Instruction a
Reproduce the passage on Rohmer's film and disco below in full, word for word.

Source passage
Support First Things by turning your adblocker off or by making a  donation. Thanks!

Have any of you seen the Eric Rohmer film 4 Aventures de Reinette et Mirabelle? It’s sort of a retelling of the “Country Mouse, City Mouse” story. Two young women, one from the country, one from the city, are thrown together and become friends. They represent a certain sophistication and a certain innocence, which are respectively more simple and more complex than meets the eye. The first of the four segments, called the Blue Hour, is the most memorable one and what makes 4 Aventures still worth seeing, but I also recall a scene in which the city girl plays what to my ears is a pathetically bad euro-disco song on her tape deck and they both dance to it in the basement—and they have a wonderful time, with the country girl being thrilled to learn the moves. I think the song played in the trailer above is that song: very primitive rhythmically, melodically, tonally, put together in twenty minutes by some producer, a cut-rate imitation of the big-name synth groups of the 80s. A laughably barbaric musical regression of the sort only possible in modernity, and yet, for that moment, able to serve the girls’ high spirits and friendship.

So that’s the first lesson: it is pointless to get all worked up about disco, about how bad it is, about how a bazillion ignorant people have “liked” Justin Beiber or T-ARA but hardly anyone knows about _________(fill in the blank). The fact is, some beautiful young person is probably learning to dance for the very first time to whatever disco tune it is you’re showering curses upon. I know, I know, on our bad days, disco can really seem a scary thing, the musical Borg that will assimilate us all.

borg

Here for example, are a few fragments from Geoffrey O’Brien’s brilliant essay “Ambient Night at Roots Lounge” found in this book :

Everything became available anywhere anytime in a format of your choice. Maybe that’s why the World Music releases sound increasingly the same. It hardly seems to matter whether they originated in Andalusia or Mali or Albania, once the synths have done their work. It’s grist for the Body Shop, or for the changing rooms at Banana Republic. We’re all one, anyway, that was the idea, wasn’t it? The grittiness of actual silk roads and mountain kingdoms has been thrown into the blender. The undigestible bits—the parts that wound like maybe something bad happened once—lose themselves in a refreshing and indistinguishable tonic.

Instruction b
Count the lines in the rows that follow which contain the string "chair", matching case exactly, and give only the number.

Records provided
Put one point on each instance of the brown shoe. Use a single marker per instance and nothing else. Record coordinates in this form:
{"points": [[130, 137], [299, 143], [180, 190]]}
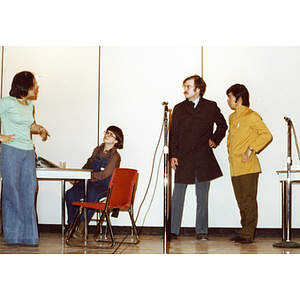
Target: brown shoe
{"points": [[78, 234]]}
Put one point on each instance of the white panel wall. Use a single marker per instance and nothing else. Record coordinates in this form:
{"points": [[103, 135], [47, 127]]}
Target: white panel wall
{"points": [[67, 107], [272, 75]]}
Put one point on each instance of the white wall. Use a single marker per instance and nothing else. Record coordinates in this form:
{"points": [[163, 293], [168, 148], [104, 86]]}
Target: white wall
{"points": [[134, 83]]}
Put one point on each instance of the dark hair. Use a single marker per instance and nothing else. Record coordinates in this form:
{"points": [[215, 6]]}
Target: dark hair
{"points": [[119, 136], [21, 84], [239, 90], [198, 82]]}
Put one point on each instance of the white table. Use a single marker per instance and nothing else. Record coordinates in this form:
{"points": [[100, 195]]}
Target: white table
{"points": [[63, 175]]}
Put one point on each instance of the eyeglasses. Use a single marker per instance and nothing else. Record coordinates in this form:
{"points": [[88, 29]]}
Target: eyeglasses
{"points": [[109, 133], [188, 86]]}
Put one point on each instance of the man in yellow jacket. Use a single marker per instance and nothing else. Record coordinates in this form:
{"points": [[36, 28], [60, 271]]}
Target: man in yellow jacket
{"points": [[248, 135]]}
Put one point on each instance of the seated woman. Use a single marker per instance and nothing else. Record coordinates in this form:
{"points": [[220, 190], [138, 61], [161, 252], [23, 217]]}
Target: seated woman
{"points": [[104, 160]]}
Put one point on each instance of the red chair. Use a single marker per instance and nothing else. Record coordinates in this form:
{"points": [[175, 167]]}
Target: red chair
{"points": [[120, 196]]}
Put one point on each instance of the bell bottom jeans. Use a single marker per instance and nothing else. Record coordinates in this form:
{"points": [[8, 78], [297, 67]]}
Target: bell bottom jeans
{"points": [[177, 203], [18, 196]]}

Exercise answer a
Support First Things by turning your adblocker off or by making a  donation. Thanks!

Have any of you seen the Eric Rohmer film 4 Aventures de Reinette et Mirabelle? It’s sort of a retelling of the “Country Mouse, City Mouse” story. Two young women, one from the country, one from the city, are thrown together and become friends. They represent a certain sophistication and a certain innocence, which are respectively more simple and more complex than meets the eye. The first of the four segments, called the Blue Hour, is the most memorable one and what makes 4 Aventures still worth seeing, but I also recall a scene in which the city girl plays what to my ears is a pathetically bad euro-disco song on her tape deck and they both dance to it in the basement—and they have a wonderful time, with the country girl being thrilled to learn the moves. I think the song played in the trailer above is that song: very primitive rhythmically, melodically, tonally, put together in twenty minutes by some producer, a cut-rate imitation of the big-name synth groups of the 80s. A laughably barbaric musical regression of the sort only possible in modernity, and yet, for that moment, able to serve the girls’ high spirits and friendship.

So that’s the first lesson: it is pointless to get all worked up about disco, about how bad it is, about how a bazillion ignorant people have “liked” Justin Beiber or T-ARA but hardly anyone knows about _________(fill in the blank). The fact is, some beautiful young person is probably learning to dance for the very first time to whatever disco tune it is you’re showering curses upon. I know, I know, on our bad days, disco can really seem a scary thing, the musical Borg that will assimilate us all.

borg

Here for example, are a few fragments from Geoffrey O’Brien’s brilliant essay “Ambient Night at Roots Lounge” found in this book :

Everything became available anywhere anytime in a format of your choice. Maybe that’s why the World Music releases sound increasingly the same. It hardly seems to matter whether they originated in Andalusia or Mali or Albania, once the synths have done their work. It’s grist for the Body Shop, or for the changing rooms at Banana Republic. We’re all one, anyway, that was the idea, wasn’t it? The grittiness of actual silk roads and mountain kingdoms has been thrown into the blender. The undigestible bits—the parts that wound like maybe something bad happened once—lose themselves in a refreshing and indistinguishable tonic.

Exercise answer b
2